● 依頼内容 1:
トンガの日本語コンテストについての文章によると、トンガの高校で日本語教育は選択科目としてどの学年から始まるか。
● 依頼内容 2:
トンガの日本語コンテストについての文章のうち、「だんだん涼しくなって来ました」で始まり「しが審査員の一人でした(笑)」まで続く部分を、「暗唱大会」を「朗読大会」に置き換えて書き出すこと。
● 依頼内容 3:
トンガの日本語コンテストについての文章を、最後の文の後から続けて書いてください。

だんだん涼しくなって来ましたがトンガから鈴木です。いかがお過ごしでしょうか?わたしは、先週日曜日の晩、カヴァを飲んでる最中、急に喉が痛くなり、それから風邪を引いてしまい、一週間ほとんどダウンしてました。僕が風邪をひくのは珍しいんですけどね。なんとかは風邪を引かないといいますが、トンガに来て5年、寝込んだのは多分2回目?でも、一週間も長引くのは生涯何度目でしょう(笑)

さて、先週の金曜日のことになりますが、トンガで日本語コンテストが開催されました。この日本語コンテストの目的は、日頃から日本語を勉強している人の発表の場、そして、毎年日本で行われる2週間の日本語研修の研修生のセレクション。一昨年から始まりまして、当初は日本語研修生の選定を目的にしていたため、18歳以上という枠しかありませんでしたが、実際日本語を勉強しているのは、18歳以下の高校生。高校生以上のクラスは、教員養成学校の日本語科の生徒のみ。というわけで、今年から高校生のカテゴリーも2つ加わりました。トンガの高校というのは、日本の中学高校一貫校という感じで、Form1からForm6、そして、学校によっては大学予科的なForm7という感じになってます。日本語教育は選択科目としてForm3から始まります。それで、今回Form3,4という初級者カテゴリーとForm5,6という中級者カテゴリーの2つが新たに加わりました。今回の大会は暗唱大会。各カテゴリーに指定された課題テキストの中から、任意のテキストを選び、それを暗唱し、ステージで披露するというモノ。昨年はスピーチコンテストで、参加者が自分で指定文字ないの作文をし、それを披露するというモノ。第一回は今回と同じく暗唱大会で、ちなみにわたしが審査員の一人でした(笑)

18歳以上のオープンカテゴリーは人数制限はしておりませんが、初級者、中級者カテゴリーはそれぞれの学校から一人だけという制限付き。きっとオープンにしたら収集がつかなくなるからでしょうね(笑)僕の学校は去年から始まりましたので、Form3,4の初級者カテゴリーのみ。まぁ、当然Form4から選ぶのが順当なんですが、思いの外、一人Form3の生徒になかなかいいセンスを持つ子がおりまして、結局その子にしました。

● 行の抜粋:
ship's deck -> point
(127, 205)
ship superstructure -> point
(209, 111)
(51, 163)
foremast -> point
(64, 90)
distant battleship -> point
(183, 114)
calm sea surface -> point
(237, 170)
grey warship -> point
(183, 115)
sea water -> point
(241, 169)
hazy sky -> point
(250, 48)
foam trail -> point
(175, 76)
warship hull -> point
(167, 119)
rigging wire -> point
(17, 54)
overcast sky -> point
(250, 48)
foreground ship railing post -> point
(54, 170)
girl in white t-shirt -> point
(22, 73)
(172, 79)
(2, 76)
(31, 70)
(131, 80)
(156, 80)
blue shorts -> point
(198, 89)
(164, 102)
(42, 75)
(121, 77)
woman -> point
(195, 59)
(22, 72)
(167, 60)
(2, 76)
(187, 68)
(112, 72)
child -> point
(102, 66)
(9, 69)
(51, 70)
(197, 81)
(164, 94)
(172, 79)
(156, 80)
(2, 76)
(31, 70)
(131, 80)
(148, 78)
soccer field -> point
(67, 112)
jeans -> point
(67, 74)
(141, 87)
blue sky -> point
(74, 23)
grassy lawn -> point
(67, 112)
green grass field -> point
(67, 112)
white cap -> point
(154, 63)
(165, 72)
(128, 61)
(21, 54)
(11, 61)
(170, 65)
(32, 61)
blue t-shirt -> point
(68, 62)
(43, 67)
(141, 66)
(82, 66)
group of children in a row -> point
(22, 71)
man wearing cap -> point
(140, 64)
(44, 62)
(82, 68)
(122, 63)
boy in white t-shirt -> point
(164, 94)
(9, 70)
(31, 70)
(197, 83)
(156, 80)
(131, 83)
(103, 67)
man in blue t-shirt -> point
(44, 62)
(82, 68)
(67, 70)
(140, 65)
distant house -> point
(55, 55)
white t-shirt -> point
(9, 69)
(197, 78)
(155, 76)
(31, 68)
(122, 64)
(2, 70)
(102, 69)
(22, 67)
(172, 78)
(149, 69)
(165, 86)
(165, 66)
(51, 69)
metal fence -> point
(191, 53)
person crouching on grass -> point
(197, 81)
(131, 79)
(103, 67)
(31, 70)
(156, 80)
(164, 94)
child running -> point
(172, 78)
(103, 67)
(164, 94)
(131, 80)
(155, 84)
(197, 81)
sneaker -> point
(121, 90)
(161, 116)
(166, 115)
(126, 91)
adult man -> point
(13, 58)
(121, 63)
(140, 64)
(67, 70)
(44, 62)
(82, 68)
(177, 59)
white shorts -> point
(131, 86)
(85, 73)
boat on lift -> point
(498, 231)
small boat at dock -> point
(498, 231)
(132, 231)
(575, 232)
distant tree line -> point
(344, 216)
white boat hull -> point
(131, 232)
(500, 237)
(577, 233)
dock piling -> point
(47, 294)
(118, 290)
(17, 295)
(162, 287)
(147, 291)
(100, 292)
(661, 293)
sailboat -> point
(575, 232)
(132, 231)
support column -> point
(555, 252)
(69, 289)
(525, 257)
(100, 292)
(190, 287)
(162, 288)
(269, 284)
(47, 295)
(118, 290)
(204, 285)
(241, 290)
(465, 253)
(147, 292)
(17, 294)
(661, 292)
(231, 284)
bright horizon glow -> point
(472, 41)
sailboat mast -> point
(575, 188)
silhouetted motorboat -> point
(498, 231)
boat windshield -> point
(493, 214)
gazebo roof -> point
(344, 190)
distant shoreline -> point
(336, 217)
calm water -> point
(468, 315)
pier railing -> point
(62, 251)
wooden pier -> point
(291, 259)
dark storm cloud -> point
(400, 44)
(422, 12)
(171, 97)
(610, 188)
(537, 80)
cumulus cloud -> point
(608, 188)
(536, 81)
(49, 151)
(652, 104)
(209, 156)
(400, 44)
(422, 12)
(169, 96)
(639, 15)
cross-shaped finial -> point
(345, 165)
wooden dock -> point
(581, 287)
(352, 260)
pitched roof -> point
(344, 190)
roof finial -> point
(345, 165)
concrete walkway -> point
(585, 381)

● 想定解答 1:
Form3から始まる。

● 想定解答 2:
だんだん涼しくなって来ましたがトンガから鈴木です。いかがお過ごしでしょうか?わたしは、先週日曜日の晩、カヴァを飲んでる最中、急に喉が痛くなり、それから風邪を引いてしまい、一週間ほとんどダウンしてました。僕が風邪をひくのは珍しいんですけどね。なんとかは風邪を引かないといいますが、トンガに来て5年、寝込んだのは多分2回目?でも、一週間も長引くのは生涯何度目でしょう(笑)

さて、先週の金曜日のことになりますが、トンガで日本語コンテストが開催されました。この日本語コンテストの目的は、日頃から日本語を勉強している人の発表の場、そして、毎年日本で行われる2週間の日本語研修の研修生のセレクション。一昨年から始まりまして、当初は日本語研修生の選定を目的にしていたため、18歳以上という枠しかありませんでしたが、実際日本語を勉強しているのは、18歳以下の高校生。高校生以上のクラスは、教員養成学校の日本語科の生徒のみ。というわけで、今年から高校生のカテゴリーも2つ加わりました。トンガの高校というのは、日本の中学高校一貫校という感じで、Form1からForm6、そして、学校によっては大学予科的なForm7という感じになってます。日本語教育は選択科目としてForm3から始まります。それで、今回Form3,4という初級者カテゴリーとForm5,6という中級者カテゴリーの2つが新たに加わりました。今回の大会は朗読大会。各カテゴリーに指定された課題テキストの中から、任意のテキストを選び、それを暗唱し、ステージで披露するというモノ。昨年はスピーチコンテストで、参加者が自分で指定文字ないの作文をし、それを披露するというモノ。第一回は今回と同じく朗読大会で、ちなみにわたしが審査員の一人でした(笑)

● 想定解答 3:
基本的には1ヶ月ほど前から、課題テキストから谷川俊太郎の「朝のリレー」を生徒に渡し、日本語の授業の最初に発音練習がてら、朗読練習をしてきました。そして、大会2週間ほど前に、一人選び、放課後10~20分程度個人的に練習したという感じ。僕の指導ポイントは、「なるべく自然な日本語に聞こえるように」ということで、朗読の際の文章の切り方やイントネーションを特に注意しながら進めてきました。

さて、当日教頭と傍観者とを引き連れて会場入りすると、早速選手が集められ、出場順番を決めるくじ引きを行うが、うちの子は、見事一番を引き当てる…。なんという運の悪さ…。普通こういう大会は、一番最初の発表を元に2番目以降の採点基準が定まるものなので、当然採点が辛口になるというモノ。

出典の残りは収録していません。